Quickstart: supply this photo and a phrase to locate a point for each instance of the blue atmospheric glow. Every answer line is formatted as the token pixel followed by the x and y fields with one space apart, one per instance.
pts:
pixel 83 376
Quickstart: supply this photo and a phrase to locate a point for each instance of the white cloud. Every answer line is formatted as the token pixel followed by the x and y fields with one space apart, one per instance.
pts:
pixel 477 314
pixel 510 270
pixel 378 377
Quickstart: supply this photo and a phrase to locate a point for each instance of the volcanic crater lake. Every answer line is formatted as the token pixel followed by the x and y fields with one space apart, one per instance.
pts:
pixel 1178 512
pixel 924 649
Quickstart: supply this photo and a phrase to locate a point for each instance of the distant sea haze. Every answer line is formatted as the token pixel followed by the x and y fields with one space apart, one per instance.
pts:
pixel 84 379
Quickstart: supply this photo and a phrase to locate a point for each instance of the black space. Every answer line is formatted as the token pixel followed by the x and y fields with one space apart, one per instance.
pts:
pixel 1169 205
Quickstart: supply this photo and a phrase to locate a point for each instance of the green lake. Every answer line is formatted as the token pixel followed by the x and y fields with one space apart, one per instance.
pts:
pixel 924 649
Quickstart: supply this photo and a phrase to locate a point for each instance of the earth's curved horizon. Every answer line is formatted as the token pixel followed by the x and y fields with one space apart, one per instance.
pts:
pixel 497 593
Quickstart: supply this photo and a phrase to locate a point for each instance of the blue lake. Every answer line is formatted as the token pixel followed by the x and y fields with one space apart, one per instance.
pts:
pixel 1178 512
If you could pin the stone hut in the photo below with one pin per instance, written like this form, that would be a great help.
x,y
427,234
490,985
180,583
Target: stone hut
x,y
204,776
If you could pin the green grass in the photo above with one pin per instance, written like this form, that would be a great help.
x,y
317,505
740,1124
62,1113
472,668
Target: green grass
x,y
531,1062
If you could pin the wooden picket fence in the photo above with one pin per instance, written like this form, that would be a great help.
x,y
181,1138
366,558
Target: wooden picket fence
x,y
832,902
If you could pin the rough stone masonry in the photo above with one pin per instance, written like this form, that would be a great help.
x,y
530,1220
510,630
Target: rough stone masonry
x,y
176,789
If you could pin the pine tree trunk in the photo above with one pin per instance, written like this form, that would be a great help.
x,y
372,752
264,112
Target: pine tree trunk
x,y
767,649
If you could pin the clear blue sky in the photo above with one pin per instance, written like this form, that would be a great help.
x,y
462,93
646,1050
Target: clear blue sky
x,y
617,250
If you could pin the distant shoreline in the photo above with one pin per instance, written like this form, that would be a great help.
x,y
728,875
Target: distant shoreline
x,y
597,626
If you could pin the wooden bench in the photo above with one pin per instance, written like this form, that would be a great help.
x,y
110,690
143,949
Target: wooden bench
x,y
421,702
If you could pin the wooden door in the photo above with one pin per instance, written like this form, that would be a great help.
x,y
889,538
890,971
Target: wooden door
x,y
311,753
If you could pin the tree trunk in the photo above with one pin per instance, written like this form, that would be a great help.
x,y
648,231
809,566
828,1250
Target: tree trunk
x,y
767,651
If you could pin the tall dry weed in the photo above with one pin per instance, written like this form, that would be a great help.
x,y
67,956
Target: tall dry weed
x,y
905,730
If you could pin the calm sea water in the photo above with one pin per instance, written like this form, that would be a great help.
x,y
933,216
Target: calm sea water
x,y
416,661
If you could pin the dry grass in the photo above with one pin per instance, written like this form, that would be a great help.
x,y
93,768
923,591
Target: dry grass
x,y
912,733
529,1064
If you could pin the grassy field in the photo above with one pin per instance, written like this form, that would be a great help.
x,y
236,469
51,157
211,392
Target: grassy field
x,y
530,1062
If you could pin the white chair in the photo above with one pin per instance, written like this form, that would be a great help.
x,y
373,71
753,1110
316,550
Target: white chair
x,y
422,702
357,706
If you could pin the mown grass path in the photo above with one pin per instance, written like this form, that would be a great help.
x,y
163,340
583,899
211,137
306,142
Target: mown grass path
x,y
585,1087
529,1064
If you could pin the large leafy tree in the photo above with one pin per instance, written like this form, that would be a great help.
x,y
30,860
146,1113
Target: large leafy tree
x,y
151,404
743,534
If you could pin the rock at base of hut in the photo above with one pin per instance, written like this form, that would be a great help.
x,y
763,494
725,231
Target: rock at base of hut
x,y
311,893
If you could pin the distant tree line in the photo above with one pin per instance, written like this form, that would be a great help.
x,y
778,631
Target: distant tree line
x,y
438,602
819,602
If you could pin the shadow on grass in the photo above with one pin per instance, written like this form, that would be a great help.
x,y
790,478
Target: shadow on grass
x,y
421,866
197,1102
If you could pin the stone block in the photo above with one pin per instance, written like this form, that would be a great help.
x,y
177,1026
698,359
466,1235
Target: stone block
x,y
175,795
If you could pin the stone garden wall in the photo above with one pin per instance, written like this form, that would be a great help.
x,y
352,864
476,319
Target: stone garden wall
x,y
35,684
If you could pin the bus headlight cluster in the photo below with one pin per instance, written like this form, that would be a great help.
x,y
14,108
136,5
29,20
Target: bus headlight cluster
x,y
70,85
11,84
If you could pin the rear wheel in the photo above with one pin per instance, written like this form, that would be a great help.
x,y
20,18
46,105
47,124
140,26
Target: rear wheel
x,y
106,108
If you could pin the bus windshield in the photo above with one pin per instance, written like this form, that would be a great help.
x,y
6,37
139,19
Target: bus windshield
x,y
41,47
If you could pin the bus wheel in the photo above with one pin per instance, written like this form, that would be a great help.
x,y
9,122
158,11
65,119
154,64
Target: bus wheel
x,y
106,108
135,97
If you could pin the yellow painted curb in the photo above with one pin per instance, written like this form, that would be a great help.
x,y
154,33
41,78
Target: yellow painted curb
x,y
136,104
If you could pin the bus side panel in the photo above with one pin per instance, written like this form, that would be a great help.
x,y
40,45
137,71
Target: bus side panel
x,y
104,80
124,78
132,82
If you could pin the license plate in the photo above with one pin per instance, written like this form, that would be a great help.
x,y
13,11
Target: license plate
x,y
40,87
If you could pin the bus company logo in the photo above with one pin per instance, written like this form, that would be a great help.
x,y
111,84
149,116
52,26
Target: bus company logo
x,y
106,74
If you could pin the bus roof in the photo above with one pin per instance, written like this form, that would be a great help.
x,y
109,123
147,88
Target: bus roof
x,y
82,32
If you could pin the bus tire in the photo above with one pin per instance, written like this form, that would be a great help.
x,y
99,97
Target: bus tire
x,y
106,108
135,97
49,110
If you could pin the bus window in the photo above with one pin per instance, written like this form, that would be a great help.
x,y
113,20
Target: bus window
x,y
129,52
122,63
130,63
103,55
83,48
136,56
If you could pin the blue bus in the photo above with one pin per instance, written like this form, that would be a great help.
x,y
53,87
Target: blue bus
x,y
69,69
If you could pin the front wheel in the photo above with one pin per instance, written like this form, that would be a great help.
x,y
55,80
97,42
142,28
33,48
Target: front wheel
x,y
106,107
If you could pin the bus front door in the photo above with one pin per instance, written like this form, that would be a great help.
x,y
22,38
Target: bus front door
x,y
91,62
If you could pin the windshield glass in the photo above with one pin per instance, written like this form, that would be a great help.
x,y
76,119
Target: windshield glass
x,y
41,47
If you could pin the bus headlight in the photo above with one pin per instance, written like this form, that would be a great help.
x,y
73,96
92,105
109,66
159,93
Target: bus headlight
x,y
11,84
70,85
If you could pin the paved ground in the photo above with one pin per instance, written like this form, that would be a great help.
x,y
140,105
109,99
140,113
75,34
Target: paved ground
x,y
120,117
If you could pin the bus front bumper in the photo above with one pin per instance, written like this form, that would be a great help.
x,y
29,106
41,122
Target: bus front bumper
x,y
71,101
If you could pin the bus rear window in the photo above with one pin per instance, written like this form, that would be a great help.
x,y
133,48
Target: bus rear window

• [Problem statement]:
Return every line of the listing above that contains "below".

• [Result of this task]:
If you could pin the stone hut in the photo below with one pin per instance, written like this form, that would be a great help.
If you could pin the bus headlight cluster in the photo below with one pin per instance, written like this form, that would be a great help.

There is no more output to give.